* Goal of the exercise: Retype the listing that follows, exactly as written.

* Given records:

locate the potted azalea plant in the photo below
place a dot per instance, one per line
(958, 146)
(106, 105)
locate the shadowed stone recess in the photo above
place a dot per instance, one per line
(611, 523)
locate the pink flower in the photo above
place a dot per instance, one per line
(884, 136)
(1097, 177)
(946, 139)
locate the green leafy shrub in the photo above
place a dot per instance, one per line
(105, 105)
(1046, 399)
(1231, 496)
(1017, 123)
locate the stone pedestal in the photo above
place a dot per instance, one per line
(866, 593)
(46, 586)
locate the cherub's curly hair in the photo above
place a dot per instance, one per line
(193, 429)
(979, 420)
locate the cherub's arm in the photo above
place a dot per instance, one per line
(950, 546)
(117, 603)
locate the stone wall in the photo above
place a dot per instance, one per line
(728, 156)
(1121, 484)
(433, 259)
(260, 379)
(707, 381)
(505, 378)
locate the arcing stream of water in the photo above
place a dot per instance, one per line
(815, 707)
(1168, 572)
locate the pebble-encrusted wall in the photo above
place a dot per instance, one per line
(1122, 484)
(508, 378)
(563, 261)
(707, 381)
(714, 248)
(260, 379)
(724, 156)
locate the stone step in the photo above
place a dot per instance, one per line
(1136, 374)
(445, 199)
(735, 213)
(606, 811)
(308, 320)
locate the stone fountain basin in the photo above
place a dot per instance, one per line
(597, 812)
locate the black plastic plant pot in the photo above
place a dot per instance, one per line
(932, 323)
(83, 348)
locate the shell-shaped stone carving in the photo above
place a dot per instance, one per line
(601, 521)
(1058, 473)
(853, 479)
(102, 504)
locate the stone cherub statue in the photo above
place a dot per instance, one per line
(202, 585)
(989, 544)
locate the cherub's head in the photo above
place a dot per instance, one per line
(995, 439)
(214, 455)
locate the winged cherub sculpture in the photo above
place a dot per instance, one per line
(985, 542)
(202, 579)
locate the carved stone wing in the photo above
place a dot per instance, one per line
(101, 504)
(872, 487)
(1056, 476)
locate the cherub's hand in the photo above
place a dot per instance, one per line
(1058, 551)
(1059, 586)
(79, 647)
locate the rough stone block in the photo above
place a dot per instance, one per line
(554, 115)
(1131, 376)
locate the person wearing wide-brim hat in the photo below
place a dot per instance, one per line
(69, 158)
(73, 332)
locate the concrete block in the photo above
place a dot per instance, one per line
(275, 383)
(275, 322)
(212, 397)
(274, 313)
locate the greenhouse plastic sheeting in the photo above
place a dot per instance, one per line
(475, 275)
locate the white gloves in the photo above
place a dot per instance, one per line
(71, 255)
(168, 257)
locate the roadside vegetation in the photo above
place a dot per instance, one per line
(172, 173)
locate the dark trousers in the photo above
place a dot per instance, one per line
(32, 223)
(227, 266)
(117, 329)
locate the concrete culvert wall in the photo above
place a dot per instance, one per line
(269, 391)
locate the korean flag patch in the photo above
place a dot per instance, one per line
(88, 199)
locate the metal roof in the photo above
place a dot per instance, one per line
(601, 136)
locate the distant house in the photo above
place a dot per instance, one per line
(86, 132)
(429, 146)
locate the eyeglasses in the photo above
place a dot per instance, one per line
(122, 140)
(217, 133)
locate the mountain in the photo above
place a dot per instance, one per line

* Answer below:
locate the potted azalea plant in the photo below
place a dot per instance, one per line
(958, 146)
(106, 105)
locate the shadowed stone recess in the photo above
place a dot per instance, one per line
(611, 523)
locate the pink flower in the photo above
place a dot per instance, one per line
(884, 136)
(1097, 177)
(946, 139)
locate the green leafy shrub in the photo above
place a dot per instance, one per line
(105, 105)
(1046, 399)
(1231, 496)
(1017, 123)
locate the stone pedestal in the photo above
place a dot per instance, one per line
(866, 593)
(46, 586)
locate the cherub's curly hair in the photo above
place a dot per instance, one per line
(193, 429)
(979, 420)
locate the cherub's arm in the photo above
place a dot per instance, one per line
(950, 546)
(117, 603)
locate the stone wall in the photo above
place a dot per instance, one per line
(728, 156)
(1121, 484)
(433, 259)
(260, 379)
(707, 381)
(505, 378)
locate the arcing stream of water in the photo above
place a dot per instance, one per line
(815, 707)
(1168, 572)
locate the pebble-encrusted wall in the photo above
place a dot per instance, one per line
(1122, 484)
(508, 378)
(563, 261)
(707, 381)
(714, 248)
(260, 379)
(724, 156)
locate the stone step in the photo above
place a dot per instance, one per line
(1136, 374)
(445, 199)
(735, 213)
(606, 811)
(308, 320)
locate the stone fountain basin in the photo above
place a dot per instance, one per line
(597, 812)
locate the black plastic plant pot in the photo above
place a dot per instance, one per line
(932, 323)
(83, 348)
locate the shell-shaped stone carving in the photo above
place a dot per instance, one per line
(601, 521)
(1058, 473)
(853, 479)
(102, 504)
locate the stone cherub statue in the photo above
place a dot per instance, one per line
(202, 585)
(989, 544)
locate the cherub's head in the photo above
place a dot per instance, one per line
(995, 439)
(214, 455)
locate the winged cherub sculpture in the photo above
place a dot per instance, one per line
(985, 542)
(202, 579)
locate the carved stone wing in the photo above
place a dot per instance, one per line
(101, 504)
(872, 487)
(1056, 476)
locate the cherub's hand in the photo above
place a dot per instance, one per line
(1058, 551)
(1059, 586)
(79, 647)
locate the rough stone block in the photo above
place a dot per instance, one per line
(554, 115)
(1131, 376)
locate the person wearing wide-brim hat in the photo below
place a dot per instance, one per line
(69, 158)
(73, 332)
locate the concrete block in the photo above
place a dot per instance, one per line
(275, 383)
(275, 322)
(212, 397)
(274, 313)
locate the greenhouse plastic sheeting in the photo above
place a dot per instance, one per line
(475, 275)
locate the white gloves in the photo above
place a dot per instance, one per line
(71, 255)
(168, 257)
locate the roadside vegetation in the photo above
place a dot per instance, one per line
(172, 173)
locate the dark trousers in the photo above
place a dot per instance, one per line
(32, 223)
(227, 266)
(117, 329)
locate the concrete culvert wall in the photo above
place a dot per instance, one per line
(269, 391)
locate the korean flag patch in the photo above
place a dot per instance, one per line
(88, 199)
locate the metal roof in the photo above
place a dot per instance, one per line
(601, 136)
locate the distant house in the photo above
place a dot per instance, one per line
(86, 132)
(429, 146)
locate the eyeglasses in the photo above
place a dot per instance, one per line
(122, 140)
(217, 133)
locate the mountain in the photo above
place a dot per instance, one per line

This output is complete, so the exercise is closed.